DATA TO USE:
--- Begin ---
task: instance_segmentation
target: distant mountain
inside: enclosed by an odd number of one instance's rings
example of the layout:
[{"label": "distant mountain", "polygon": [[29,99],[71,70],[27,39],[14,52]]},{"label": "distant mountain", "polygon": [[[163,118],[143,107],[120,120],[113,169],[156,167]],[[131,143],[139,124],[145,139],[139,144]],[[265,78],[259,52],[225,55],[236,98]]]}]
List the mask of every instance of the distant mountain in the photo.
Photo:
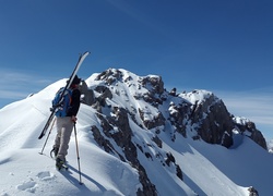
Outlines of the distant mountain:
[{"label": "distant mountain", "polygon": [[[76,185],[73,139],[70,175],[59,174],[46,156],[31,156],[43,146],[37,136],[48,117],[50,100],[64,81],[0,110],[0,170],[4,168],[3,174],[11,183],[3,185],[7,179],[0,180],[3,195],[273,193],[273,157],[253,122],[230,114],[211,91],[168,91],[161,76],[138,76],[122,69],[93,74],[81,85],[78,132],[84,186]],[[46,154],[51,145],[49,139]],[[35,169],[29,169],[31,173],[39,175],[35,179],[14,166],[32,166]],[[20,184],[16,175],[32,180]]]}]

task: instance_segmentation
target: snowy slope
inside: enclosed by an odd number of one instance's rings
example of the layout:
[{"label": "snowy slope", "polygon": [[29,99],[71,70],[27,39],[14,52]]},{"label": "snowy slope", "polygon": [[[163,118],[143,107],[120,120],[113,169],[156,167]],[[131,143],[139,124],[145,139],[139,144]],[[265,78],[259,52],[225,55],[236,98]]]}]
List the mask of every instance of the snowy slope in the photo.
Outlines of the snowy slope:
[{"label": "snowy slope", "polygon": [[[157,111],[133,98],[138,94],[145,94],[149,87],[138,89],[135,81],[139,76],[122,72],[132,79],[112,86],[111,90],[118,94],[107,100],[108,105],[122,106],[131,112],[135,112],[135,108],[145,108],[144,119],[149,120]],[[104,83],[94,81],[96,76],[94,74],[86,79],[91,88]],[[64,84],[66,79],[61,79],[0,110],[0,173],[4,176],[0,180],[0,195],[135,195],[142,188],[138,171],[117,155],[105,152],[94,140],[91,126],[100,127],[100,120],[97,111],[90,106],[81,105],[76,124],[83,185],[79,184],[73,134],[68,156],[69,171],[56,171],[55,161],[49,157],[55,126],[44,155],[38,154],[45,138],[38,140],[37,137],[49,115],[50,101],[56,90]],[[104,114],[111,112],[104,110]],[[153,131],[143,130],[135,122],[143,124],[141,119],[129,119],[133,143],[152,144]],[[254,186],[260,195],[273,193],[273,157],[248,137],[242,137],[244,142],[237,148],[227,149],[191,137],[185,138],[180,134],[176,134],[174,143],[167,131],[158,135],[163,142],[162,148],[142,145],[144,151],[152,155],[151,158],[138,149],[138,159],[155,184],[158,195],[248,195],[249,186]],[[122,155],[122,149],[114,142],[111,144]],[[171,152],[175,157],[183,181],[175,174],[174,164],[163,167],[164,157],[156,158],[165,152]]]}]

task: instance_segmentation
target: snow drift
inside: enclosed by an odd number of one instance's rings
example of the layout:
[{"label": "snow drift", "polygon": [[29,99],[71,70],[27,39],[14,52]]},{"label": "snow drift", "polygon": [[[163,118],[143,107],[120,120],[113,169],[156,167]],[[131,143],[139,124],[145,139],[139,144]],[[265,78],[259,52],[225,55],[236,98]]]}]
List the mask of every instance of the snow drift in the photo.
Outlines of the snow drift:
[{"label": "snow drift", "polygon": [[159,76],[122,69],[93,74],[82,85],[80,185],[74,135],[69,171],[58,172],[49,157],[55,126],[38,154],[51,99],[64,84],[56,82],[0,110],[1,195],[273,193],[273,158],[253,124],[230,115],[210,91],[170,94]]}]

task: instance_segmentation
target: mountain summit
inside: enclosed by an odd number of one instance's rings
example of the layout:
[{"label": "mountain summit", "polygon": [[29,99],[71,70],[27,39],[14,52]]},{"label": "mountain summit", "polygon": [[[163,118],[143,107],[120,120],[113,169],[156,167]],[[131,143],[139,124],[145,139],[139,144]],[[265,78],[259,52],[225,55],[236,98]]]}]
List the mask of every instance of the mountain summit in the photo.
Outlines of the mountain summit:
[{"label": "mountain summit", "polygon": [[[70,173],[59,173],[37,135],[61,79],[0,110],[2,195],[270,195],[272,155],[253,122],[230,114],[207,90],[164,88],[161,76],[122,69],[93,74],[81,85]],[[52,128],[55,133],[55,127]],[[51,134],[52,134],[51,133]],[[17,167],[16,167],[17,166]],[[27,172],[21,171],[24,168]],[[9,185],[7,185],[7,182]]]}]

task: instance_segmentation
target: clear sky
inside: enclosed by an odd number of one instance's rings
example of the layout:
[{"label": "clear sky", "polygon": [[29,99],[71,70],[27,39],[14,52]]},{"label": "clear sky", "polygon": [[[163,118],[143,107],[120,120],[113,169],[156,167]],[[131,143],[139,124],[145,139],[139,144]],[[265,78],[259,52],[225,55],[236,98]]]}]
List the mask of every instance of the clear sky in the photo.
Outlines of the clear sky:
[{"label": "clear sky", "polygon": [[0,108],[108,68],[207,89],[273,138],[272,0],[0,0]]}]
--- End ---
DIRECTION: How many lines in the items above contain the string "every"? Reply with the number alone.

PROBLEM SOLUTION: 5